**TEXT SEGMENT:**
This is what is in the buffer (Promon -> R&D -> 1 -> 7 )
This doesn't tell me much as I don't know database uptime or user demand at or prior to this screenshot.

Here I show the DB processes and the related processes and the total memory usage (if this is correct)
You're getting down into the weeds looking at process memory. It's likely going to be fairly small compared with your database shared memory.

DB start process: 32302 1 3 10:40 pts/1 00:00:02 /bcp/dlc/bin/_mprosrv PMap: total 4,813,140K 32589 1 0 10:44 pts/1 00:00:00 /bcp/dlc/bin/_mprshut package -C biw Pmap: total 4,812,928K
You can't add these PMap numbers together. The primary broker allocates database shared memory. Other database processes running on the database server machine, excluding remote clients, map that shared memory into their address spaces. PMap shows 4.59 GB (4,813,140 KB) used for the broker. Other shared memory processes, such as the BIW process you showed above, will show a similar number but their actual marginal RAM utilization is much much smaller; maybe a few megabytes for their private memory.

**DATA SECTION:**
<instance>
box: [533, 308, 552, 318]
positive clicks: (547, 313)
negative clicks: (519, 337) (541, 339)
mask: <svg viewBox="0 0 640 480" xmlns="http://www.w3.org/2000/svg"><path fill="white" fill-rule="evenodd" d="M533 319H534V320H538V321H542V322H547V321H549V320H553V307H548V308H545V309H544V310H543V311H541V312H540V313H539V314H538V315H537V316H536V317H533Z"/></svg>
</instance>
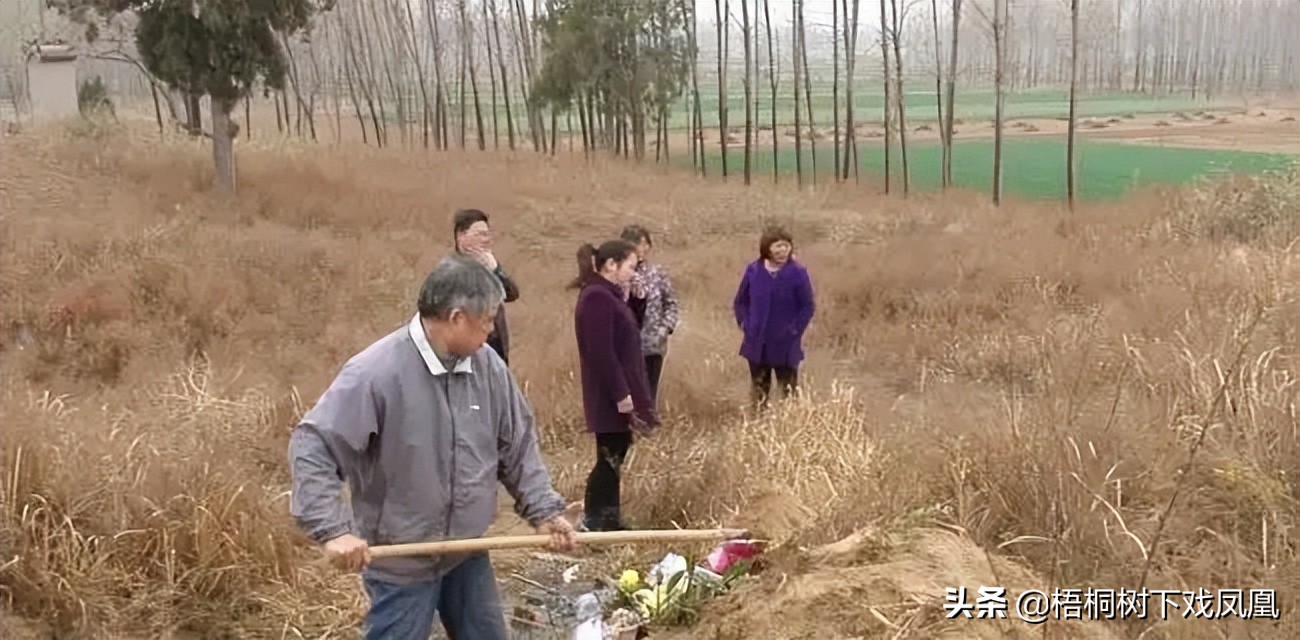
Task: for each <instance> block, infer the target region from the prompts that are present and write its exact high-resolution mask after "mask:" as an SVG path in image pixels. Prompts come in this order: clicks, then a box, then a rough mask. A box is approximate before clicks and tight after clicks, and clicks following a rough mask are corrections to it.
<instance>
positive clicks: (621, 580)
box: [619, 568, 641, 594]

**ACTIVITY:** Reproduce word for word the part of the database memory discussion that begins at the words "You're getting down" and stops after "their private memory.".

**RESULT OF THIS TASK:**
You're getting down into the weeds looking at process memory. It's likely going to be fairly small compared with your database shared memory.

DB start process: 32302 1 3 10:40 pts/1 00:00:02 /bcp/dlc/bin/_mprosrv PMap: total 4,813,140K 32589 1 0 10:44 pts/1 00:00:00 /bcp/dlc/bin/_mprshut package -C biw Pmap: total 4,812,928K
You can't add these PMap numbers together. The primary broker allocates database shared memory. Other database processes running on the database server machine, excluding remote clients, map that shared memory into their address spaces. PMap shows 4.59 GB (4,813,140 KB) used for the broker. Other shared memory processes, such as the BIW process you showed above, will show a similar number but their actual marginal RAM utilization is much much smaller; maybe a few megabytes for their private memory.